◆ EXERCISE BRIEF
How many lines in the records below contain the word "kappa"? Reply with the number alone.

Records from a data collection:
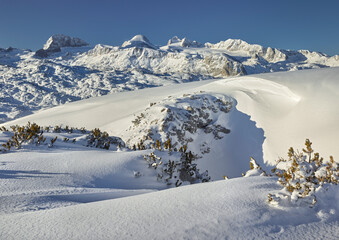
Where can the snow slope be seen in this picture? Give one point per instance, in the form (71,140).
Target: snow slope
(75,192)
(233,209)
(273,112)
(66,69)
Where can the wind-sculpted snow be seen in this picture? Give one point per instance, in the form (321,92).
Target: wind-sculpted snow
(66,70)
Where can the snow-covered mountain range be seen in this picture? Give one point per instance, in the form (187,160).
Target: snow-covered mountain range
(68,69)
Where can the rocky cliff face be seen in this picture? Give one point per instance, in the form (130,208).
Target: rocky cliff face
(66,69)
(56,42)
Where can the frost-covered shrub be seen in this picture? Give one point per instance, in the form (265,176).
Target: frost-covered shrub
(303,175)
(181,169)
(255,169)
(99,139)
(31,133)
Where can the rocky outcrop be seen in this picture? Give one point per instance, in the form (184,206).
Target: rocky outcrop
(56,42)
(223,66)
(183,42)
(138,41)
(233,45)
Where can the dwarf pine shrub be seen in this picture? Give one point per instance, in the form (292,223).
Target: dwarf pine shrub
(302,175)
(181,169)
(31,133)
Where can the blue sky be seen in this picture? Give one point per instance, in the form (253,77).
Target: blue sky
(285,24)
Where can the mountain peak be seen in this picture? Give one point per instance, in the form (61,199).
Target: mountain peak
(56,42)
(183,42)
(138,41)
(59,40)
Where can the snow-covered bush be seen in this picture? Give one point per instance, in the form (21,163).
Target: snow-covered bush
(31,133)
(181,169)
(191,117)
(255,169)
(99,139)
(303,175)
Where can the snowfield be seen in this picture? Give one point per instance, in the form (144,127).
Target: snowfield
(67,69)
(69,189)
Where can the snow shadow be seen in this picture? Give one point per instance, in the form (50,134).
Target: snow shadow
(230,156)
(17,174)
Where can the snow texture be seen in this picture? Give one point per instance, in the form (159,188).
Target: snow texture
(67,70)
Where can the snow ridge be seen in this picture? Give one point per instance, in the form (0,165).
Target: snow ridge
(67,69)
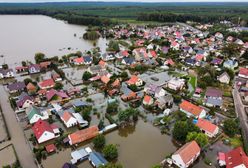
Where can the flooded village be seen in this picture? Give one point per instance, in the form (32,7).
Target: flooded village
(140,96)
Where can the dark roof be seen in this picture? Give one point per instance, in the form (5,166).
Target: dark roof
(16,86)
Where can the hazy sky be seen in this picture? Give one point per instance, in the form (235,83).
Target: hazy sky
(126,0)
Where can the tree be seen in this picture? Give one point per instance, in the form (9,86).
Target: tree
(58,86)
(111,165)
(182,128)
(230,127)
(112,108)
(110,152)
(99,141)
(200,138)
(39,57)
(87,75)
(128,114)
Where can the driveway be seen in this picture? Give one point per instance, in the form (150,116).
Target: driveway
(18,139)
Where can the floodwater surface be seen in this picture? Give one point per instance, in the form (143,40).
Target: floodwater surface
(21,36)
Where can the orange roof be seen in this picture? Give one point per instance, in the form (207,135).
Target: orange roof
(79,60)
(105,79)
(133,80)
(116,83)
(66,116)
(83,135)
(102,63)
(30,86)
(206,125)
(191,108)
(188,151)
(147,98)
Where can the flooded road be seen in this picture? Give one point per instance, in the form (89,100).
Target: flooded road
(139,146)
(21,36)
(23,151)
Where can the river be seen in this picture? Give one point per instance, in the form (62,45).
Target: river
(21,36)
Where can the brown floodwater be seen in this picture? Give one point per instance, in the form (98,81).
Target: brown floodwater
(21,36)
(139,146)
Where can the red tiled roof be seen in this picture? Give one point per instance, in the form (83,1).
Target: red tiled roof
(133,80)
(147,98)
(191,108)
(243,71)
(79,60)
(40,127)
(188,151)
(236,157)
(83,135)
(66,116)
(206,125)
(105,79)
(47,83)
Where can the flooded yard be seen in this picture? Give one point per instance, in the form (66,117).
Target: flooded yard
(133,147)
(7,156)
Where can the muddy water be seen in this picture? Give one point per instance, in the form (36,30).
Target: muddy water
(140,146)
(21,36)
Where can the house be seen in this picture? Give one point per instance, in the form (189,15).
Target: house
(83,135)
(45,65)
(31,88)
(186,155)
(34,68)
(97,160)
(108,56)
(207,127)
(34,114)
(230,64)
(6,73)
(16,87)
(21,69)
(43,131)
(105,79)
(71,119)
(213,97)
(224,78)
(243,72)
(164,101)
(135,80)
(56,95)
(176,84)
(148,100)
(68,119)
(46,84)
(235,158)
(192,110)
(24,101)
(128,60)
(127,94)
(78,61)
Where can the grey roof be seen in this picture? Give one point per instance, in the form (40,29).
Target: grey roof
(215,102)
(97,159)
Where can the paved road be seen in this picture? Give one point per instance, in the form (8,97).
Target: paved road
(240,111)
(18,139)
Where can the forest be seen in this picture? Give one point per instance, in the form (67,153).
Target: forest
(106,13)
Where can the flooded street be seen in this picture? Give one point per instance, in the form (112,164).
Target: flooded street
(139,146)
(21,36)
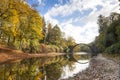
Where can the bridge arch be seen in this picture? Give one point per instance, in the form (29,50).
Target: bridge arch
(71,53)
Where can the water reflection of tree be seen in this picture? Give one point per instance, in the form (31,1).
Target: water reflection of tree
(32,69)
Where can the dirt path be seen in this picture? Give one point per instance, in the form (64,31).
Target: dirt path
(8,55)
(100,68)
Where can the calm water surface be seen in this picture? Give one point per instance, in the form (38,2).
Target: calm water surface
(46,68)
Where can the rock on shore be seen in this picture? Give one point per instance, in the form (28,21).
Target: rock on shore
(100,68)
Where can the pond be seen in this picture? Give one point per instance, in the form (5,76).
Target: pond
(46,68)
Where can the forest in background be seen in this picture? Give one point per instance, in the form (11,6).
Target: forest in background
(108,40)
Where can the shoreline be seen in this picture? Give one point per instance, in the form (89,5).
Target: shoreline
(100,68)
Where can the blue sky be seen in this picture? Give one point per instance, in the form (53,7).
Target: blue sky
(77,18)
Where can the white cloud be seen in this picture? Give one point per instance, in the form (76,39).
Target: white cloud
(41,2)
(86,33)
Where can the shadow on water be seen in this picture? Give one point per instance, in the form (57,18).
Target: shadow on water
(46,68)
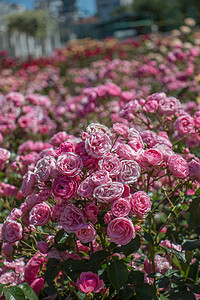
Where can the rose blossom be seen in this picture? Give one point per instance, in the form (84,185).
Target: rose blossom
(64,187)
(184,124)
(91,211)
(42,247)
(70,164)
(11,231)
(4,155)
(121,231)
(120,207)
(130,172)
(45,167)
(72,218)
(86,233)
(168,106)
(89,283)
(194,170)
(96,127)
(111,164)
(126,151)
(98,144)
(100,177)
(178,166)
(121,129)
(40,214)
(86,188)
(108,192)
(140,204)
(29,180)
(153,156)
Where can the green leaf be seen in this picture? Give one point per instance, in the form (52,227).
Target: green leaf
(163,297)
(194,288)
(13,293)
(117,274)
(131,247)
(28,291)
(193,214)
(136,277)
(148,238)
(197,192)
(188,256)
(145,292)
(1,288)
(126,292)
(81,295)
(184,295)
(51,274)
(179,255)
(98,258)
(61,237)
(191,245)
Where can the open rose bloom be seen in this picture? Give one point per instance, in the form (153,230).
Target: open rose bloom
(100,170)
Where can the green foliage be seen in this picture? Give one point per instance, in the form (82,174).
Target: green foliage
(20,292)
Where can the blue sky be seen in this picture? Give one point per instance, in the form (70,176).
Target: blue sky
(89,6)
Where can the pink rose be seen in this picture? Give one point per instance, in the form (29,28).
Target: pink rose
(98,144)
(96,127)
(42,247)
(153,156)
(58,138)
(108,192)
(91,211)
(126,151)
(156,96)
(65,147)
(45,167)
(11,231)
(151,106)
(120,129)
(70,164)
(130,172)
(111,164)
(100,177)
(113,89)
(4,155)
(140,204)
(14,214)
(64,187)
(86,188)
(88,160)
(121,231)
(72,218)
(86,233)
(178,166)
(184,124)
(120,207)
(29,180)
(194,170)
(89,283)
(40,214)
(168,106)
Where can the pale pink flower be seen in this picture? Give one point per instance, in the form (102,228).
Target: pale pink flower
(89,283)
(121,231)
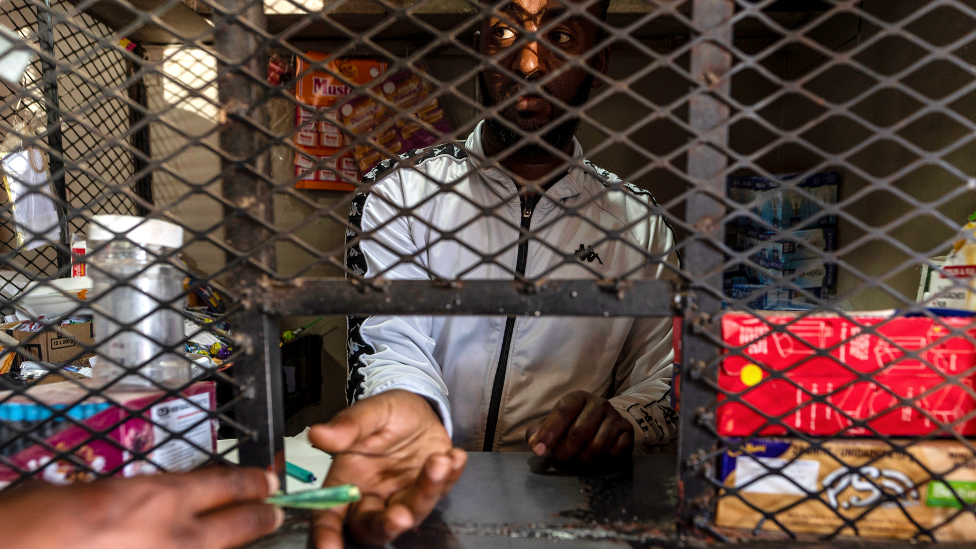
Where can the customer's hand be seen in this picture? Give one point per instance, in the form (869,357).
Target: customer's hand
(207,509)
(394,447)
(582,429)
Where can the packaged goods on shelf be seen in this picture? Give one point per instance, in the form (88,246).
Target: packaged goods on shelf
(950,286)
(765,298)
(127,433)
(937,377)
(69,344)
(781,208)
(318,92)
(803,273)
(424,123)
(798,245)
(317,172)
(872,484)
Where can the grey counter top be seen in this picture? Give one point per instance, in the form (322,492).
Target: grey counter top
(500,502)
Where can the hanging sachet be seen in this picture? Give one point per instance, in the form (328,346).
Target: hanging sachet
(28,185)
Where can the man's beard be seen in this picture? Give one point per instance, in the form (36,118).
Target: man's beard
(559,136)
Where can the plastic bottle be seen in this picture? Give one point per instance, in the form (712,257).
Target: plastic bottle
(137,303)
(79,248)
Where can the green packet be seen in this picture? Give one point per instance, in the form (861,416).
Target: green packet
(939,494)
(322,498)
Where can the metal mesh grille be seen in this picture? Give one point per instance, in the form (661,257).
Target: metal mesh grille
(759,170)
(93,120)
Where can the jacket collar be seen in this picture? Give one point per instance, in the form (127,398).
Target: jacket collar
(564,188)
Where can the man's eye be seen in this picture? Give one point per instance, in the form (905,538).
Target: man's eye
(504,33)
(560,38)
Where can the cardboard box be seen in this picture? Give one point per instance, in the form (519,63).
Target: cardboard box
(870,484)
(67,347)
(125,434)
(792,350)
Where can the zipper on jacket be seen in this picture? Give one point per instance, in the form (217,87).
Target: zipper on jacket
(528,206)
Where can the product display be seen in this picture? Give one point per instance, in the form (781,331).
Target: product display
(422,123)
(950,285)
(887,491)
(125,422)
(777,372)
(136,323)
(326,161)
(782,261)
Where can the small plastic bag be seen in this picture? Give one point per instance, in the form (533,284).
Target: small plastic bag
(27,183)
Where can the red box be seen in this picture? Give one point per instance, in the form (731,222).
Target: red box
(756,350)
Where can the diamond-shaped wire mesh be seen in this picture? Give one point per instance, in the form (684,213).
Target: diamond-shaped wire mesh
(791,181)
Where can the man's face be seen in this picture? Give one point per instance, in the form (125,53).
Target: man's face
(550,60)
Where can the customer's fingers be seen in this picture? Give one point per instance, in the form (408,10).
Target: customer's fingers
(220,486)
(327,527)
(239,524)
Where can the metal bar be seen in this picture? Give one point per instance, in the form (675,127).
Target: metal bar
(710,61)
(140,138)
(310,296)
(259,369)
(52,106)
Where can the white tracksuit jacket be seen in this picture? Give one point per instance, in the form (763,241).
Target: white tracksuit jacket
(453,361)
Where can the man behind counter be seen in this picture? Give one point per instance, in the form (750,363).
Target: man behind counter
(577,390)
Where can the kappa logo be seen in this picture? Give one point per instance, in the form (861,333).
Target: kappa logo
(587,254)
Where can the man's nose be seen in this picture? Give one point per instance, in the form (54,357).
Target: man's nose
(529,63)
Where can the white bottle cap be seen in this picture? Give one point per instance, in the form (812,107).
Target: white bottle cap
(151,232)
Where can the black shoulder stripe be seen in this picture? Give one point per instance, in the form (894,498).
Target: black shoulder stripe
(605,176)
(356,346)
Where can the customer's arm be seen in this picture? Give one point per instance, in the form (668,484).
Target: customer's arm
(208,509)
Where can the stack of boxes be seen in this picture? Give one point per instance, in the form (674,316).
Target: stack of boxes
(851,379)
(782,261)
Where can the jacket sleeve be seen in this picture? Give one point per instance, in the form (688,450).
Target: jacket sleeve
(643,370)
(392,352)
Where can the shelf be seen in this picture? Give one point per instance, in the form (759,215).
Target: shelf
(117,16)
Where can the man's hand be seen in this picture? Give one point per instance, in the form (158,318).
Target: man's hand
(208,509)
(582,429)
(394,447)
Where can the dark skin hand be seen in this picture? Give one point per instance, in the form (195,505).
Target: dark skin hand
(217,508)
(582,429)
(394,447)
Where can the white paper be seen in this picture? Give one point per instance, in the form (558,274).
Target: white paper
(177,416)
(802,472)
(35,214)
(13,62)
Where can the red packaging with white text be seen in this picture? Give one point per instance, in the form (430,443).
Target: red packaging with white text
(859,375)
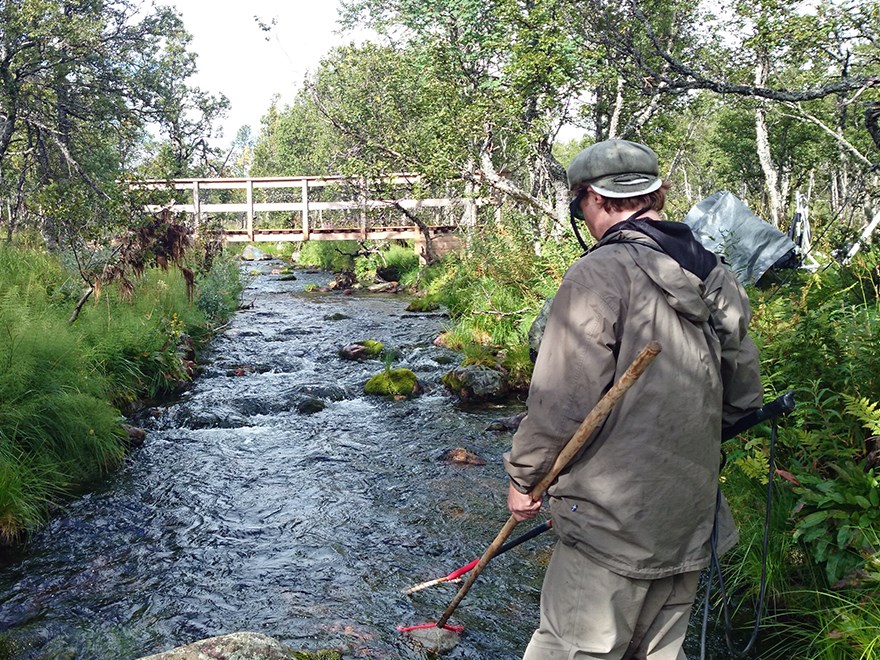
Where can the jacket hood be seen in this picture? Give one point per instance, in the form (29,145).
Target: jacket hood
(675,262)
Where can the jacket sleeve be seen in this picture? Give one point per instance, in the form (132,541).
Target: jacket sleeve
(575,366)
(740,365)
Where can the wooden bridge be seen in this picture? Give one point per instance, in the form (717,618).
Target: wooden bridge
(305,208)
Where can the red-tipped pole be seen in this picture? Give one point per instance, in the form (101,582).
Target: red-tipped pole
(577,442)
(458,572)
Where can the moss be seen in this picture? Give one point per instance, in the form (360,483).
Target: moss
(393,382)
(374,348)
(326,654)
(426,304)
(452,381)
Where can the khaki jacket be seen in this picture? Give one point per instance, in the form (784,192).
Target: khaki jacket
(640,498)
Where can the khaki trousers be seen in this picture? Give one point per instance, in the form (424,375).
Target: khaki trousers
(588,611)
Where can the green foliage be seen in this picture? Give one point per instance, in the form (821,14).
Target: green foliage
(61,385)
(219,290)
(335,256)
(393,382)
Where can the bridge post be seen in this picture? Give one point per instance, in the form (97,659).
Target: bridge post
(363,200)
(305,209)
(250,210)
(197,206)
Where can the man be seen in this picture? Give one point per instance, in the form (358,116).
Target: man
(634,512)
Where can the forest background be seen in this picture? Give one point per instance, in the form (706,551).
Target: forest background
(776,102)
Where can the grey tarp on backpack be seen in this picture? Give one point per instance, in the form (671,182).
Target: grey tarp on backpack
(726,226)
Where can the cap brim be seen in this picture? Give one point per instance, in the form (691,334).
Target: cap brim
(614,187)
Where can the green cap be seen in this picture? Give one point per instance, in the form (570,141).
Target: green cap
(616,168)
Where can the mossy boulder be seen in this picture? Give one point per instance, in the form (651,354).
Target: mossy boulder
(422,305)
(393,382)
(362,350)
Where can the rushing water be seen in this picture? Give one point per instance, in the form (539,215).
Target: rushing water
(242,513)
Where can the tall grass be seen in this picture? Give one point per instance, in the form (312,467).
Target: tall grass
(62,386)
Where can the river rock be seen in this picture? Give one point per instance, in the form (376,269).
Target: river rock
(383,287)
(235,646)
(476,383)
(361,350)
(310,405)
(218,417)
(395,383)
(134,436)
(462,456)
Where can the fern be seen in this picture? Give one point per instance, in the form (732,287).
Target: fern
(867,412)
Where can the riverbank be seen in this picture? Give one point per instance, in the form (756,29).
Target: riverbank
(67,384)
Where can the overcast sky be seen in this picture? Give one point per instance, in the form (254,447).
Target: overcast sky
(248,65)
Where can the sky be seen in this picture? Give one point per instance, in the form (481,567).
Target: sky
(246,64)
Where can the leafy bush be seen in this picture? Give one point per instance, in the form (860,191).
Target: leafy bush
(335,256)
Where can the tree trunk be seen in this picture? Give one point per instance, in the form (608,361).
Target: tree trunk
(762,135)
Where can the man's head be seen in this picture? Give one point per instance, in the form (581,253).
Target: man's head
(625,173)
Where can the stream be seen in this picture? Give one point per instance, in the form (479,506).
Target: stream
(246,510)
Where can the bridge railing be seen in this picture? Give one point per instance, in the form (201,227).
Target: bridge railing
(306,207)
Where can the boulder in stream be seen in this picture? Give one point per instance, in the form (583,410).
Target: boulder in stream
(250,253)
(394,382)
(234,646)
(361,350)
(462,456)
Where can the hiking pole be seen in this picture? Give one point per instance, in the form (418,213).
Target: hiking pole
(455,576)
(779,406)
(592,421)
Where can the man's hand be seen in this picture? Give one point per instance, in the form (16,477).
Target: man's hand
(521,505)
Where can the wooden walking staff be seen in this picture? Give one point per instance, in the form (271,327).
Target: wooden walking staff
(578,440)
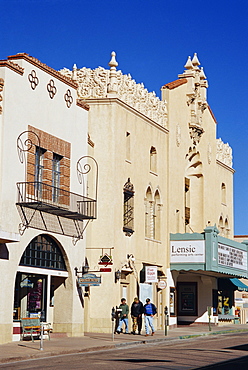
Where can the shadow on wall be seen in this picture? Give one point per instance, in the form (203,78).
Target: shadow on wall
(4,252)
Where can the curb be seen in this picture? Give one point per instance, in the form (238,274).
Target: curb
(116,346)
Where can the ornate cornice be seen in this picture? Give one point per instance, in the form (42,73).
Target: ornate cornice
(94,83)
(44,68)
(82,104)
(13,66)
(223,153)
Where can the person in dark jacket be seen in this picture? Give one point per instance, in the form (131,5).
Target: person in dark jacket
(123,316)
(137,310)
(149,311)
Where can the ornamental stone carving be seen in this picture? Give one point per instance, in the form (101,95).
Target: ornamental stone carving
(224,152)
(103,83)
(196,96)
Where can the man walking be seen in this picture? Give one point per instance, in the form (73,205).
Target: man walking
(123,316)
(137,310)
(149,311)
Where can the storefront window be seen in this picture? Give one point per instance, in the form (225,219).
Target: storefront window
(187,302)
(30,297)
(33,292)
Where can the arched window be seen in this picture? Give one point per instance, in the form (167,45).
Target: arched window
(148,207)
(43,252)
(153,159)
(223,193)
(156,216)
(128,212)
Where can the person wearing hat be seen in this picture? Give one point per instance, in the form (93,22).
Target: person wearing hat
(149,311)
(123,316)
(137,310)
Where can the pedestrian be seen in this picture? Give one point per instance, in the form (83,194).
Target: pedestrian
(149,311)
(137,310)
(123,316)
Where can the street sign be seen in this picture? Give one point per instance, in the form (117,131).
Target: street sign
(89,280)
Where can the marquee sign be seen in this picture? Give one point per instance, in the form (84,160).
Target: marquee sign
(187,251)
(232,257)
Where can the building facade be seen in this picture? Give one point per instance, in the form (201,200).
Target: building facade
(129,140)
(44,209)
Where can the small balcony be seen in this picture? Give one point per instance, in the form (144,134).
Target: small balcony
(49,199)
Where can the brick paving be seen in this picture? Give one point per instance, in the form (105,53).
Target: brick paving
(59,345)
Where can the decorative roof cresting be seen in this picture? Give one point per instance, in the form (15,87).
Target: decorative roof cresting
(104,83)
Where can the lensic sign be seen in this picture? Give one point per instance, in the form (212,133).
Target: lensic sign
(89,280)
(151,274)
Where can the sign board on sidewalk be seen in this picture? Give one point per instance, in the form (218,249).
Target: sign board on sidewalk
(151,274)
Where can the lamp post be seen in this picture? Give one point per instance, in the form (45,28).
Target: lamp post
(166,321)
(117,275)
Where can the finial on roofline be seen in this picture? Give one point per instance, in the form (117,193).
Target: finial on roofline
(112,86)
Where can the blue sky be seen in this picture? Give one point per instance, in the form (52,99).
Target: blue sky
(152,39)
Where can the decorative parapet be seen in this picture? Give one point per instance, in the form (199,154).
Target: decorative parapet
(97,83)
(223,152)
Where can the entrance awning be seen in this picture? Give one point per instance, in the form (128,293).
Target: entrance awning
(239,285)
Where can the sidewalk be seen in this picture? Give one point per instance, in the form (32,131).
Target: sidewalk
(59,345)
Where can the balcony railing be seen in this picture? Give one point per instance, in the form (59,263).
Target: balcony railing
(46,198)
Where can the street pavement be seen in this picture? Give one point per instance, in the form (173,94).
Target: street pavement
(92,342)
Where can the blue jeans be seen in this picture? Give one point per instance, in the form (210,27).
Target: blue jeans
(125,321)
(149,322)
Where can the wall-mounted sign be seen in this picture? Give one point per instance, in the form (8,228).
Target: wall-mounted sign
(105,260)
(89,280)
(151,274)
(162,284)
(187,251)
(232,257)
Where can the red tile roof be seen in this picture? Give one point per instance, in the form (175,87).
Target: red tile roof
(44,67)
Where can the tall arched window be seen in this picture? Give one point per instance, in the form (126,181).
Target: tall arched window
(156,216)
(148,206)
(153,159)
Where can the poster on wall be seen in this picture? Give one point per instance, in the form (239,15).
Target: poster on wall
(187,299)
(172,302)
(151,274)
(145,291)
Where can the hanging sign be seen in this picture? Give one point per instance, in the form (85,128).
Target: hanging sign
(162,284)
(151,274)
(105,260)
(89,280)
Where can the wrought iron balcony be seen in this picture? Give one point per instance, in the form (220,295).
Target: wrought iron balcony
(46,198)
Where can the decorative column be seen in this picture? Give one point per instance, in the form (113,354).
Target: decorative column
(112,87)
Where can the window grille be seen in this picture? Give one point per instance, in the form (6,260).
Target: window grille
(128,215)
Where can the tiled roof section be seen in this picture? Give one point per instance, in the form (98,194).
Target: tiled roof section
(44,67)
(82,104)
(13,66)
(174,84)
(212,114)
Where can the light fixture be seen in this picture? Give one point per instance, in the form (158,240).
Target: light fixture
(131,257)
(85,269)
(117,275)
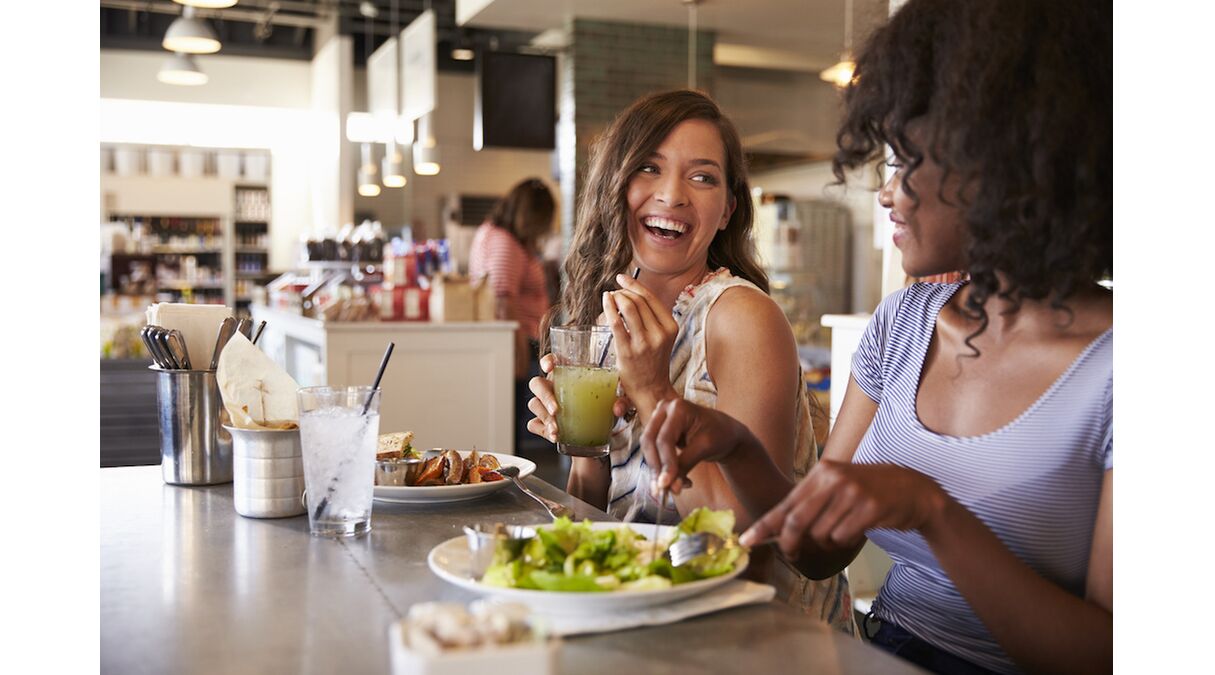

◆ SOLUTION FOR THIS EXERCISE
2